Extracted data

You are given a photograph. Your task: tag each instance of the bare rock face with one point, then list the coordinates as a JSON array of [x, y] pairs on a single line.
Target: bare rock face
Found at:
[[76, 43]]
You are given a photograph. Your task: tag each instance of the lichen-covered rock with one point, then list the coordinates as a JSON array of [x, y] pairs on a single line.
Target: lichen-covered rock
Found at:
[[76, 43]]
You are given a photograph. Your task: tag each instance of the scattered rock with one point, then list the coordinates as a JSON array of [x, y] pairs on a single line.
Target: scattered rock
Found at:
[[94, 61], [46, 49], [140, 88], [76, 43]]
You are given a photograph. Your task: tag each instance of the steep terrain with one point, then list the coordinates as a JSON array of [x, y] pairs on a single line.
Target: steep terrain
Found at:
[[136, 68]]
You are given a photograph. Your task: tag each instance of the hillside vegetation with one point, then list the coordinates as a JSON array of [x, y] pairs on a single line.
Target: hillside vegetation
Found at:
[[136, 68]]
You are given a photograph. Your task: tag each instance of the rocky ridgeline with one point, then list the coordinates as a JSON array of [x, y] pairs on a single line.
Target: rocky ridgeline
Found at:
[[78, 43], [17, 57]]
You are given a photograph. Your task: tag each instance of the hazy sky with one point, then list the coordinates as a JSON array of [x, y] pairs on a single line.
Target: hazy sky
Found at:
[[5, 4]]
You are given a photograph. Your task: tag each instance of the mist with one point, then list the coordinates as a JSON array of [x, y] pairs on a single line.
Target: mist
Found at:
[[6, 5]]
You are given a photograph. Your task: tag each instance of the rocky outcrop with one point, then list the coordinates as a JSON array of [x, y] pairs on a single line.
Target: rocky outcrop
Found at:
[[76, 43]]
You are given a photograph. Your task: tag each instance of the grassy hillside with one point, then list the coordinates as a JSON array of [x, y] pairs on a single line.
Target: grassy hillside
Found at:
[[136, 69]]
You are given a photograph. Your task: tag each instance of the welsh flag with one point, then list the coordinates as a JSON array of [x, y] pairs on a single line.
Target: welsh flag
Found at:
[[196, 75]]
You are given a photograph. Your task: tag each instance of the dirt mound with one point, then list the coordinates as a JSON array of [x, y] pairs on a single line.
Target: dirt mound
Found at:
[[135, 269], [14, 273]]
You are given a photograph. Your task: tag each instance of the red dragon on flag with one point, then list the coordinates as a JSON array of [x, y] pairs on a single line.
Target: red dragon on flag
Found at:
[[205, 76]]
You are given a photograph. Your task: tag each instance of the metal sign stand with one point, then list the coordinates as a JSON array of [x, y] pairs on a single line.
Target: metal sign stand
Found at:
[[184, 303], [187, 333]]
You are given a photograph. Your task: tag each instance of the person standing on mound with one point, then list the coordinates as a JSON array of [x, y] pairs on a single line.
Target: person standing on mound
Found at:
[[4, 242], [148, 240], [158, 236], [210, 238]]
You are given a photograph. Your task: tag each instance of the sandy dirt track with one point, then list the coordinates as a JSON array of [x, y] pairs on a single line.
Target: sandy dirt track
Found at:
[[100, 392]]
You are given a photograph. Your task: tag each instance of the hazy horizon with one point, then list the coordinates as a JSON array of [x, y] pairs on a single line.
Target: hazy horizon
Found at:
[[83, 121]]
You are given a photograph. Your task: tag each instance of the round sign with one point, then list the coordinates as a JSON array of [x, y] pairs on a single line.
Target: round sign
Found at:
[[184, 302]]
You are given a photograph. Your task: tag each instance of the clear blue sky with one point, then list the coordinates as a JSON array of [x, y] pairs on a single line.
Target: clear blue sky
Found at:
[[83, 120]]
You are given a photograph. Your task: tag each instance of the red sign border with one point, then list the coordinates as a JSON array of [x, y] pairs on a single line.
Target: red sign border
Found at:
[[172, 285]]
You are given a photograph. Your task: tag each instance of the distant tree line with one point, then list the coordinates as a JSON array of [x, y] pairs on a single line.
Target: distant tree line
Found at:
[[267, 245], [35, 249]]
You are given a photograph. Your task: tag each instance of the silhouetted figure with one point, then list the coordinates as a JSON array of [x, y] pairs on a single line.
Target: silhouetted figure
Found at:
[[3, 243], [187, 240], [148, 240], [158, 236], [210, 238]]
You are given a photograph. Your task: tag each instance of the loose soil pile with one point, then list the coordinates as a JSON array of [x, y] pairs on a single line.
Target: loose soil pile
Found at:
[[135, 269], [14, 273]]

Exercise directions
Update the data from the line containing "the hazy horizon" through the line containing "[[83, 120]]", both included, so that "round sign" becomes "circular sign" and nothing else changes. Return only those lines.

Full output
You are given a photograph. Your task: tag each instance of the hazy horizon with one point, then list the coordinates as a JSON array of [x, y] pairs on a single line.
Target: hazy horizon
Found at:
[[83, 121]]
You are given a photograph. Your task: tag each instance of the circular sign with one point, then list the coordinates as a JSON array of [x, y] pairs on a single line.
Target: circular sign
Found at:
[[184, 302]]
You are given a photograph. Your task: tag each instance of the clear blue sky with one point, then list the coordinates as a JSON array of [x, y] pairs on a single line.
Target: clear blue sky
Found at:
[[83, 120]]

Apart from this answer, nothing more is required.